• [What to do]: Word for word, copy out the entries below, but not the pictures in them.

[Records from a data source]
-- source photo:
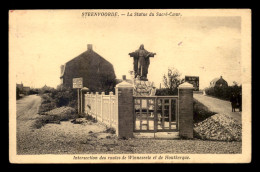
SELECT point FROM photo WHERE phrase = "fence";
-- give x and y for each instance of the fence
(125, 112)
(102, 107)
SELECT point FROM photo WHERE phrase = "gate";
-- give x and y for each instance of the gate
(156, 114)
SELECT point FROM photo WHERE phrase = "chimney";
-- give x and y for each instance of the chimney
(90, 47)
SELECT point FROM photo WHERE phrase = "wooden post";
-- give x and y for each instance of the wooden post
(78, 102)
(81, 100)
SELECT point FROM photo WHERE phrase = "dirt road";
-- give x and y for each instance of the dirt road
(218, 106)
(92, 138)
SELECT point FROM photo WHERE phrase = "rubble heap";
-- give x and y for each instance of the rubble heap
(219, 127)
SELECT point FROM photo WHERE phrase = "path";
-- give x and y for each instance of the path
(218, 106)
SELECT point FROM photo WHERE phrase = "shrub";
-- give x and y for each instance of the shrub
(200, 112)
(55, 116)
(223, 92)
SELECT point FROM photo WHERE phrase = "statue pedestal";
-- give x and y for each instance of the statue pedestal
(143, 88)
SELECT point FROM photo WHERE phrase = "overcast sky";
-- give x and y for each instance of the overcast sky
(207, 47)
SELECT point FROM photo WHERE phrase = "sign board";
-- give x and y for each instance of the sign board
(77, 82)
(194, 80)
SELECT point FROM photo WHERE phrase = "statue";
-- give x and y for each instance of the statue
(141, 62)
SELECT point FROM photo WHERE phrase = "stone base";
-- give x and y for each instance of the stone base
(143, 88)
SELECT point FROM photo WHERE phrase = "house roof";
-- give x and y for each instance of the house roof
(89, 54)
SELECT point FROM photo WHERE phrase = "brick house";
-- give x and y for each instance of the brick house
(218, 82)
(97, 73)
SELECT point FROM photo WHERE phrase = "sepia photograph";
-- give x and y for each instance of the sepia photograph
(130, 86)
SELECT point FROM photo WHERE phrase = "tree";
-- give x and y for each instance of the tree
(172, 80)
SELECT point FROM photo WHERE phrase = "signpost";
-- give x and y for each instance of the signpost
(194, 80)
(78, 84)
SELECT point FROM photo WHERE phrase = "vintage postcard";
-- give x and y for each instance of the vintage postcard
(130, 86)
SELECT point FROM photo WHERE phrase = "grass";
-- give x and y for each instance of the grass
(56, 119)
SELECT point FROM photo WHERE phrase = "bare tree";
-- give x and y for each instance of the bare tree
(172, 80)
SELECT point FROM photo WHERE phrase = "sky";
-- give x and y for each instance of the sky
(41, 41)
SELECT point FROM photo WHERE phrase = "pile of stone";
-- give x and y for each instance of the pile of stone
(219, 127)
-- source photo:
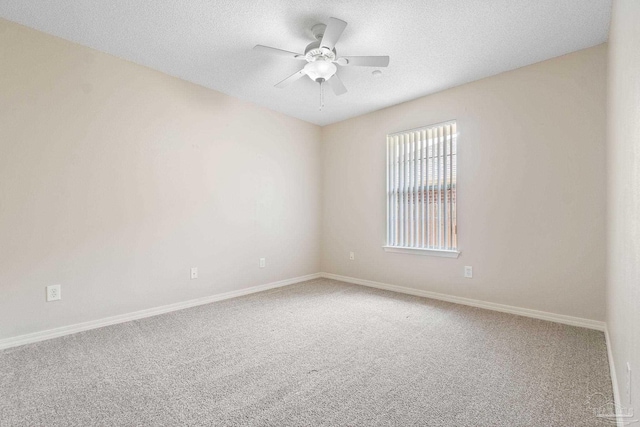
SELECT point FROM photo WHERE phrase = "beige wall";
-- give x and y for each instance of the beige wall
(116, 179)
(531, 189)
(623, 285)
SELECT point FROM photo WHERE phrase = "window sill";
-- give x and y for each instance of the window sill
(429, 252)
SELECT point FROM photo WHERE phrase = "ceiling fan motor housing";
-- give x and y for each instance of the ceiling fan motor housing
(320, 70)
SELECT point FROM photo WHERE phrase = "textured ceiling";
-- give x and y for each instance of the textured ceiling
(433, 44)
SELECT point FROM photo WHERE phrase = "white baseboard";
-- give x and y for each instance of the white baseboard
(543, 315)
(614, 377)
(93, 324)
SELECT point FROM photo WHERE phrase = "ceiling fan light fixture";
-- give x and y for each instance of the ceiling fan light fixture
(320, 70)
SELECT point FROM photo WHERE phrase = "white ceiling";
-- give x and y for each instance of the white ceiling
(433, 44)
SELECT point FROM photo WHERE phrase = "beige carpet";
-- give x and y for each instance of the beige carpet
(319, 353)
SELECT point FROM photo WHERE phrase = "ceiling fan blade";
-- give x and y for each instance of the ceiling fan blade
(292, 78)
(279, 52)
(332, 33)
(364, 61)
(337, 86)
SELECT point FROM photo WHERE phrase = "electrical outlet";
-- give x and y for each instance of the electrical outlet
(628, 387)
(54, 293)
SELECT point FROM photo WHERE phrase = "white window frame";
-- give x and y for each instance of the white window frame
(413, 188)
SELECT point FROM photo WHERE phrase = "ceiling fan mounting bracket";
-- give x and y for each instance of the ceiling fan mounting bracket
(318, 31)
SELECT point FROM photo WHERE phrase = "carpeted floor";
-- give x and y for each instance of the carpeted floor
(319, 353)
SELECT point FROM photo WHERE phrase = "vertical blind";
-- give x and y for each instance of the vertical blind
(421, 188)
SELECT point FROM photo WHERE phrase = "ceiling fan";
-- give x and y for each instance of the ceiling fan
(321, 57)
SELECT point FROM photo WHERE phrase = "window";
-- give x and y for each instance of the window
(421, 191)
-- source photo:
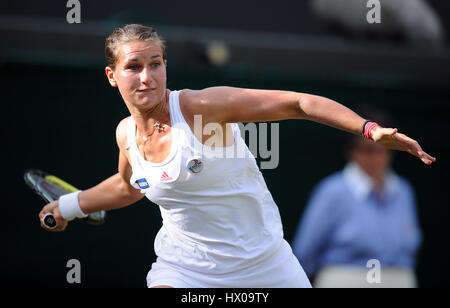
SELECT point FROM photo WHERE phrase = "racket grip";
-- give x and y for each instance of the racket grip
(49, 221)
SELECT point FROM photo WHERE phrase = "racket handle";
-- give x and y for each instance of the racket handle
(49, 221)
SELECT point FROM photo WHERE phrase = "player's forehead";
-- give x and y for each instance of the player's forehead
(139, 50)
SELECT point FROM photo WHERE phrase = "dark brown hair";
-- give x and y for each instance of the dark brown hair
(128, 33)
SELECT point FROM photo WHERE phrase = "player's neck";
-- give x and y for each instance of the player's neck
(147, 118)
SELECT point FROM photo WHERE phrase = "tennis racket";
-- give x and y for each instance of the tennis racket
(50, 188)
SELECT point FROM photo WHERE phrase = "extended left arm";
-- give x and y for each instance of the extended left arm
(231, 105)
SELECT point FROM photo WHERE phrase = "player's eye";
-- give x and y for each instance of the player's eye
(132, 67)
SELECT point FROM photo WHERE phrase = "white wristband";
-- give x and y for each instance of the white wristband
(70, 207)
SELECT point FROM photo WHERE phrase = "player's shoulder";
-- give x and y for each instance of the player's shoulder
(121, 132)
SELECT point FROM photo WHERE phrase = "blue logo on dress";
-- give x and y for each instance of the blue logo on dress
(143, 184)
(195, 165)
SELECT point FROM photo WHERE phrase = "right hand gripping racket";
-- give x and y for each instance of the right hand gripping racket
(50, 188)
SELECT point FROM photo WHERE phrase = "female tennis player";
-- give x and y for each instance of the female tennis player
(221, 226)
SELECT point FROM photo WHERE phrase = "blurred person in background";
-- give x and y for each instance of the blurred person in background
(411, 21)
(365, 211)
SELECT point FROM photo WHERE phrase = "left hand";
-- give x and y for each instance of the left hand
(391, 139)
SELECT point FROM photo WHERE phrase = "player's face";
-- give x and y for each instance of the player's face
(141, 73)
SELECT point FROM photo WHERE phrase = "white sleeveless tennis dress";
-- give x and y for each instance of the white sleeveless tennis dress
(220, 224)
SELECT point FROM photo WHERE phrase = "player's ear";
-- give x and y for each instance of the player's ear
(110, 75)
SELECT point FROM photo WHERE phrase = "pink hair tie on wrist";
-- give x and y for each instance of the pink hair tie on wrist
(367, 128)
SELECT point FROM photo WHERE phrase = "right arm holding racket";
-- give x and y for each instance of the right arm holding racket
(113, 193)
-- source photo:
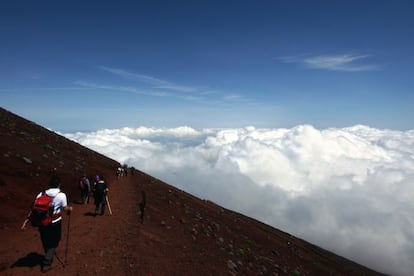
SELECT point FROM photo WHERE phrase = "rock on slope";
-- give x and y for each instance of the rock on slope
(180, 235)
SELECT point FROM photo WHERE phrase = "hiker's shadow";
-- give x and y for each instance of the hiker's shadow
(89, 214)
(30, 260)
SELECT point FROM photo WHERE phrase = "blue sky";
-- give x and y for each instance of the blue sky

• [Solution to this task]:
-- source photo:
SELECT point FROM photo WHERE phrase = "fence";
-- give x and y for each instance of the fence
(125, 112)
(102, 107)
SELECT point FROM photo WHERE phrase = "gate";
-- give x and y for each instance of the gate
(156, 114)
SELECT point FROM photo WHERE phrase = "chimney";
-- give x and y for each instance of the chimney
(90, 47)
SELECT point FROM photo WHERE phrase = "wooden post";
-- give x and y for each instance of the wooden post
(78, 102)
(81, 100)
SELECT point FROM photo WHERE phrase = "dirt road";
-- give x and y for each instance of the dirt road
(218, 106)
(92, 138)
SELECT point FROM photo WHERE phrase = "rubble heap";
-- give x and y for each instance of the rubble heap
(219, 127)
SELECT point FROM photo WHERE phrase = "path";
-- give x and y for each instance of the path
(218, 106)
SELECT point FROM photo WHERE phrase = "shrub";
-- give x and y for each instance of the shrub
(200, 112)
(55, 116)
(223, 92)
SELECT point FROM photo WHERE phrase = "statue pedestal";
-- give x and y for each instance of the statue pedestal
(143, 88)
SELECT point FROM photo WHERE phrase = "overcast sky";
-- give x and y for each instance of the overcast sky
(207, 47)
SELECT point FROM photo WHERE phrase = "sign board";
-- give x and y for each instance of the sign board
(77, 82)
(194, 80)
SELECT point FROM photo WHERE phrase = "statue";
-- give x and y for each instance of the statue
(141, 62)
SELECT point FROM photo WHERE phrase = "stone base";
-- give x and y for each instance of the stone base
(143, 88)
SELECT point FROM photo WHERE phrase = "house roof";
-- give x and y for each instance of the house roof
(89, 54)
SELECT point FROM photo WHERE phrase = "brick house";
-- give x and y for each instance of the brick house
(218, 82)
(97, 73)
SELECT point FROM photo WHERE phrase = "sepia photograph";
-- give x and y for each instance of the sepia photograph
(130, 86)
SELECT point FROM photo WHERE phrase = "tree";
-- give x and y for each instance of the tree
(172, 80)
SELECT point FROM photo WHERE phrase = "signpost";
-- give x and y for each instance of the signpost
(194, 80)
(78, 84)
SELECT point FROM photo WHERE phrase = "vintage postcard";
-- give x and y for each instance of the vintage postcard
(130, 86)
SELECT point FROM photo WHERE phrase = "grass";
-- give x and y for each instance of the grass
(56, 119)
SELECT point FROM photo WHERE phrase = "bare tree";
-- give x and y for each instance of the bare tree
(172, 80)
SELECT point FROM photo WHERE phrase = "sky";
-- give x and y for each instance of the sky
(41, 41)
SELECT point FROM photo WHERE phrase = "pile of stone";
-- give x and y for each instance of the pile of stone
(219, 127)
-- source photo:
SELECT point FROM photo WHERE phrase = "beige wall";
-- give x and y for each instance of the beige wall
(116, 179)
(531, 189)
(623, 285)
SELECT point FROM photo WHERE phrase = "window sill";
-- give x and y for each instance of the window sill
(429, 252)
SELECT point FROM photo WHERE phrase = "ceiling fan motor housing";
-- give x and y for each instance of the ceiling fan motor housing
(320, 70)
SELECT point FROM photo WHERE phrase = "textured ceiling";
-- give x and y for each instance of the textured ceiling
(433, 44)
SELECT point FROM photo WHERE phrase = "white baseboard";
-- give x and y for each instance of the white baseboard
(543, 315)
(614, 377)
(93, 324)
SELECT point FROM photo WHERE phrase = "ceiling fan light fixture";
-- give x and y for each instance of the ceiling fan light fixture
(320, 70)
SELECT point FROM photo WHERE phrase = "white ceiling";
-- give x and y for each instance of the white ceiling
(433, 44)
SELECT point FROM photo WHERE phrase = "beige carpet";
-- give x and y for each instance of the beige carpet
(319, 353)
SELECT point FROM photo WHERE phrase = "ceiling fan blade";
-- give x and y for each instance of the ceiling fan blade
(292, 78)
(279, 52)
(332, 33)
(364, 61)
(337, 86)
SELECT point FROM photo WHERE phrase = "electrical outlet";
-- give x and y for each instance of the electrical outlet
(628, 387)
(54, 293)
SELECT point FROM photo WHERE phrase = "white window frame";
-- give x and y for each instance of the white window frame
(413, 188)
SELECT point FROM photo WHERE phrase = "ceiling fan mounting bracket";
-- give x and y for each instance of the ceiling fan mounting bracket
(318, 31)
SELECT point FROM photo WHERE phrase = "carpeted floor";
-- give x and y for each instance of the carpeted floor
(319, 353)
SELECT point FROM photo WHERE phrase = "vertical blind";
-- give x and y for each instance of the vertical blind
(421, 188)
SELECT point FROM photo WHERE phrase = "ceiling fan";
-- give x and y for each instance of the ceiling fan
(321, 57)
SELECT point FROM photo WHERE phrase = "window";
-- give x and y for each instance of the window
(421, 191)
-- source photo:
SELECT point FROM photo WHERE phrase = "racket grip";
-- give x and y for each instance of the racket grip
(49, 221)
SELECT point FROM photo WHERE phrase = "racket handle";
-- give x and y for each instance of the racket handle
(49, 221)
SELECT point FROM photo WHERE phrase = "player's forehead";
-- give x and y for each instance of the player's forehead
(139, 50)
SELECT point FROM photo WHERE phrase = "dark brown hair";
-- give x and y for each instance of the dark brown hair
(128, 33)
SELECT point FROM photo WHERE phrase = "player's neck";
-- give x and y for each instance of the player's neck
(147, 118)
SELECT point FROM photo WHERE phrase = "tennis racket";
-- give x and y for each instance of the tennis racket
(50, 188)
SELECT point FROM photo WHERE phrase = "extended left arm";
-- give x and y for each instance of the extended left arm
(231, 105)
SELECT point FROM photo WHERE phrase = "player's eye";
-- give x and y for each instance of the player's eye
(132, 67)
SELECT point FROM photo WHERE phrase = "white wristband";
-- give x and y for each instance of the white wristband
(70, 207)
SELECT point FROM photo WHERE phrase = "player's shoulder";
-- give x and y for each instance of the player's shoulder
(121, 132)
SELECT point FROM photo WHERE phrase = "blue logo on dress";
-- give x and y for each instance of the blue logo on dress
(143, 184)
(195, 165)
SELECT point FROM photo WHERE phrase = "right hand gripping racket";
-- give x and y for each instance of the right hand gripping racket
(50, 188)
SELECT point FROM photo WHERE phrase = "female tennis player";
-- give x and y for each instance of the female tennis player
(221, 226)
SELECT point FROM photo WHERE phrase = "blurred person in background";
-- give x and y for each instance of the blurred person in background
(411, 21)
(365, 211)
SELECT point FROM photo WHERE phrase = "left hand";
-- give x and y for each instance of the left hand
(391, 139)
SELECT point FROM photo WHERE phrase = "player's face";
-- give x and y for each instance of the player's face
(141, 73)
SELECT point FROM photo WHERE phrase = "white sleeveless tennis dress";
-- give x and y for each instance of the white sleeveless tennis dress
(220, 224)
SELECT point FROM photo WHERE phrase = "player's ear";
-- give x and y for each instance of the player's ear
(110, 75)
SELECT point FROM photo WHERE phrase = "pink hair tie on wrist";
-- give x and y for each instance of the pink hair tie on wrist
(367, 128)
SELECT point FROM photo WHERE phrase = "right arm holding racket";
-- give x and y for each instance of the right arm holding racket
(113, 193)
-- source photo:
SELECT point FROM photo WHERE phrase = "rock on slope";
-- give x and y for each instance of the rock on slope
(180, 235)
SELECT point FROM photo WHERE phrase = "hiker's shadow";
-- give x and y for each instance of the hiker's shadow
(89, 214)
(30, 260)
SELECT point FROM photo WHERE phrase = "blue sky";
-- give x and y for each instance of the blue sky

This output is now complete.